Выдержка =>
%%
26 мая 1896 г. состоялась коронация Николая II, а уже 27 августа был подписан контракт на постройку и эксплуатацию КВЖД с невероятно щедрыми привилегиями: бесплатная земля под строительство, разрешение покупать и арендовать частную собственность, отсутствие налога с оборота и проч. Партия «восточников» безоговорочно победила, с 1896 по 1903 г. С. Ю. Витте полностью определял политику России на Дальнем Востоке, а КВЖД превратилось в полунезависимый доминион с собственными городами, администрацией и полицией, шахтами, пароходами, телеграфом и лесопилкой [12]. Настоящим триумфом Восточного проекта стала Нижегородская выставка, открывшаяся все в том же 1896 г. (рис. 1).

Остановимся подробнее на теме выставок, которые служили моделями империй и были мощными инструментами конструирования новых «культурных кодов», предъявляя архитектурно убедительные образы исторического прошлого национальных государств и легетимизируя в коллективном сознании колониальные приобретения.

Восточные дворцы и репрезентации национальных государств на выставках конца XIX – начала XX в.

Говоря о Всемирных выставках (Париж, 1867, 1889, 1900), коллеги обычно ограничиваются анализом русских павильонов, обходя вниманием «этнографические деревни», колониальные улицы и колониальные дворцы, которые не только являлись главными архитектурными аттракционами эпохи, но и символически намечали новые, «заморские» границы Франции, Бельгии, Британии и других европейских держав, участвовавших в территориальном разделе Ближнего и Дальнего Востока. Тема влияние выставок на формирование ориентализма как самостоятельного стиля второй половины XIX в. слишком обширна, мы ограничимся лишь общим обзором.

Парижская выставка 1867 г., прежде всего, была эффектной «визуализацией» стремительной европейской экспансии в Северную Африку и Юго-Восточную Азию. Напомним некоторые события, предшествующие ее открытию. 1858 г. – после подавления восстания сипаев и низложения династии Бабуров Индия переходит под британское правление; 1860 г. – в итоге опиумных войн взят штурмом Летний дворец, Китай вынужден открыть для иностранцев 80 «договорных» портов, Россия по Пекинскому договору присоединяет Южно-Уссурийский край и основывает Владивосток; 1862 г. – французские войска входят в дельту Меконга, 1863 г. – установлен французский контроль над Кохинхиной; 1866 – Франция открывает движение по Суэцкому каналу – это грандиозное событие, изменившее тысячелетние торговые маршруты.
%%
Приведённые строки =>
%%
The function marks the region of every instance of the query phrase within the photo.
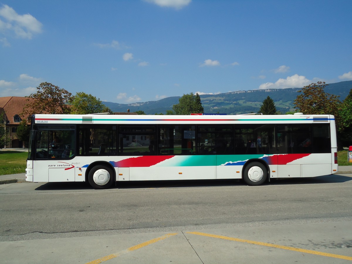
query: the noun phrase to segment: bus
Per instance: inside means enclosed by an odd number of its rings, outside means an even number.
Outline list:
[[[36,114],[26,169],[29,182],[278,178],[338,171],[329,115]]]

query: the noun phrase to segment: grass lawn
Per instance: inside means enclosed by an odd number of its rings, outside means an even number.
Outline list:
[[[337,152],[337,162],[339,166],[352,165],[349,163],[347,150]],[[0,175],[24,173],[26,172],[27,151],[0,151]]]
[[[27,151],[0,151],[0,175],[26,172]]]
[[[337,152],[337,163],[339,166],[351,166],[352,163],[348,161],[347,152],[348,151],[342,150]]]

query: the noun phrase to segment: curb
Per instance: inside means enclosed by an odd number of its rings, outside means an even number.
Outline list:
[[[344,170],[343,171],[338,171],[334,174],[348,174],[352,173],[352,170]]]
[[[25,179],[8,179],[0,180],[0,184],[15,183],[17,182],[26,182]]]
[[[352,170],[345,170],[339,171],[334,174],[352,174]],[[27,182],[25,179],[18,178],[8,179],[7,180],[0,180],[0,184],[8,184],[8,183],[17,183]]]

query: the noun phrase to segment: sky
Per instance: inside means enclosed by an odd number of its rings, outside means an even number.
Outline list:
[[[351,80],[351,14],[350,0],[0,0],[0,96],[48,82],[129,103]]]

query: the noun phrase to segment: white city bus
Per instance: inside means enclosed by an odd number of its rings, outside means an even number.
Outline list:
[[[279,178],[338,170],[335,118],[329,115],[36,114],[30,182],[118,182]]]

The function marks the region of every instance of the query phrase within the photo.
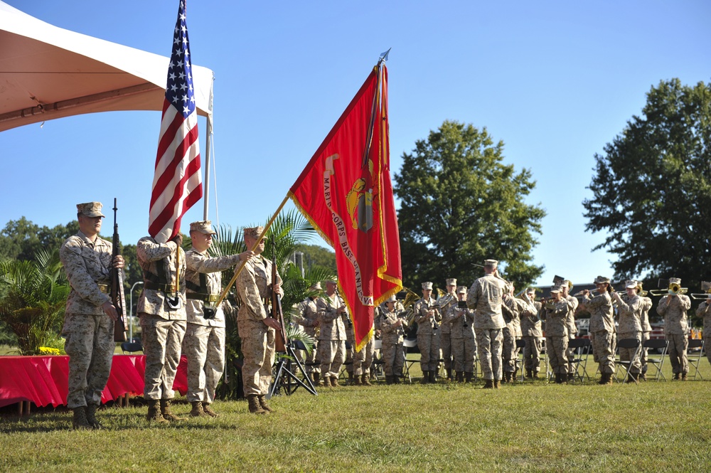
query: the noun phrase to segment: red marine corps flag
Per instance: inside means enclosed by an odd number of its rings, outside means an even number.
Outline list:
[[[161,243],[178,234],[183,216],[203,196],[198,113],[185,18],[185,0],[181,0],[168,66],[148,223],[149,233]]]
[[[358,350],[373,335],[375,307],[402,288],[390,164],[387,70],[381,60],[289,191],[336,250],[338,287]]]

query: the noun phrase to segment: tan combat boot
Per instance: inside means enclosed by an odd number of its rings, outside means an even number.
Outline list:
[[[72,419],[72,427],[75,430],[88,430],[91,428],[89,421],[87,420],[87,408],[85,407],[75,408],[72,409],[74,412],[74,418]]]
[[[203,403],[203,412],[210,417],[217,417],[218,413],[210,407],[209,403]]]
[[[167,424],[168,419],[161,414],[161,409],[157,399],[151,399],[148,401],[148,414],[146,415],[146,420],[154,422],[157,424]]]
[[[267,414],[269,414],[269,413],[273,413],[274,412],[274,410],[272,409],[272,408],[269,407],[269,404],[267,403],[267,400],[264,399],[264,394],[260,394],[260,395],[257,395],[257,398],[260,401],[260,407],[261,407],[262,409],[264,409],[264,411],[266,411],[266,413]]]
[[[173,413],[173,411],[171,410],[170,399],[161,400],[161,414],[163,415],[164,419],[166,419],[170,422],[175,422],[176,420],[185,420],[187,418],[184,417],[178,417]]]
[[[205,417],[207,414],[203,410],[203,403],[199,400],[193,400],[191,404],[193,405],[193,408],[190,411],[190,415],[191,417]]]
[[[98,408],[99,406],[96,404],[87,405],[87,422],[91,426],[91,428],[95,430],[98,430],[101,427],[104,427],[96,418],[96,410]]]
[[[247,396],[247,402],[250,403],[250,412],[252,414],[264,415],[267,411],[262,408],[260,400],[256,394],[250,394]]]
%%
%%
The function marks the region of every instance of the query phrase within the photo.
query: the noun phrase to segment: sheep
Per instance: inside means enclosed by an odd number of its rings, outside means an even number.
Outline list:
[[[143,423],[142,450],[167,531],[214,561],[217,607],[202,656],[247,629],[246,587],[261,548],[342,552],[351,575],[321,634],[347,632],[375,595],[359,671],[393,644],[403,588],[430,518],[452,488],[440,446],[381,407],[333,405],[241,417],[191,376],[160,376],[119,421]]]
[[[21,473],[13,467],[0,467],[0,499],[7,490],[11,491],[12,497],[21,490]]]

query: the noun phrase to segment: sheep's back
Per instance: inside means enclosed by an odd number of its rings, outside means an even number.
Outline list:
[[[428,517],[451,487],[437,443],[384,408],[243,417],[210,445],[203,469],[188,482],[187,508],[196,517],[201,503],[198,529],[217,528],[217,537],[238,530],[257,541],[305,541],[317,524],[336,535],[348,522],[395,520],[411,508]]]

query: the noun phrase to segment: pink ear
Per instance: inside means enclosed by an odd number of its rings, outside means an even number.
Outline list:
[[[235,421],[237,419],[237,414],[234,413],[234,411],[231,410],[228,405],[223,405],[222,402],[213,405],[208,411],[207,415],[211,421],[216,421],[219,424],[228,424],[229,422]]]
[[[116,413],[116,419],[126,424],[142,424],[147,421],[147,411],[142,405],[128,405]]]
%%
%%
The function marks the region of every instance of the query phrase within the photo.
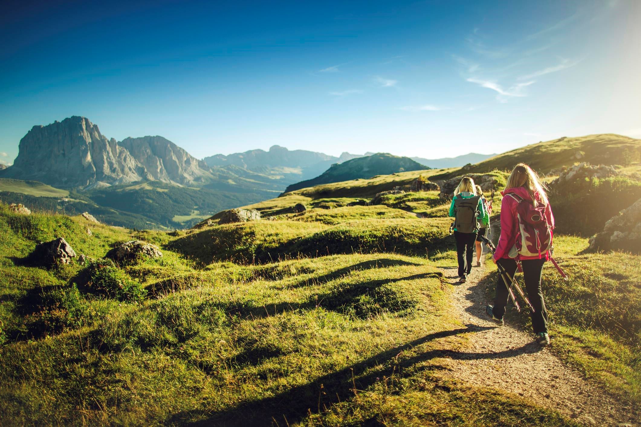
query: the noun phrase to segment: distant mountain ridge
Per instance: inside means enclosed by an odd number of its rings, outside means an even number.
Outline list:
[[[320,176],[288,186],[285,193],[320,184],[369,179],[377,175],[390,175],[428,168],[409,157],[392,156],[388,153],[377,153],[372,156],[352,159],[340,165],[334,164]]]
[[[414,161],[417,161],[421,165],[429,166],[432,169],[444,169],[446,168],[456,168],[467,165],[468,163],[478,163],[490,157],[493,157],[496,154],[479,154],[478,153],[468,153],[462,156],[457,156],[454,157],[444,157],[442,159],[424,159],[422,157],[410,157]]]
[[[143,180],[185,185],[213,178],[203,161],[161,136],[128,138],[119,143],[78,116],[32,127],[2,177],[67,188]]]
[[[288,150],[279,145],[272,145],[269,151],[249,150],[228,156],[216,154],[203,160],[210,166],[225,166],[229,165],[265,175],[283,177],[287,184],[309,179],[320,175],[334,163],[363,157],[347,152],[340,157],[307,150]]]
%%
Формулировка задания => Дословно выпишите из выдержки о выставках фрагмент, который открывается словами, содержащими «26 мая 1896», и завершается словами «г. (рис. 1).».

Верный ответ =>
26 мая 1896 г. состоялась коронация Николая II, а уже 27 августа был подписан контракт на постройку и эксплуатацию КВЖД с невероятно щедрыми привилегиями: бесплатная земля под строительство, разрешение покупать и арендовать частную собственность, отсутствие налога с оборота и проч. Партия «восточников» безоговорочно победила, с 1896 по 1903 г. С. Ю. Витте полностью определял политику России на Дальнем Востоке, а КВЖД превратилось в полунезависимый доминион с собственными городами, администрацией и полицией, шахтами, пароходами, телеграфом и лесопилкой [12]. Настоящим триумфом Восточного проекта стала Нижегородская выставка, открывшаяся все в том же 1896 г. (рис. 1).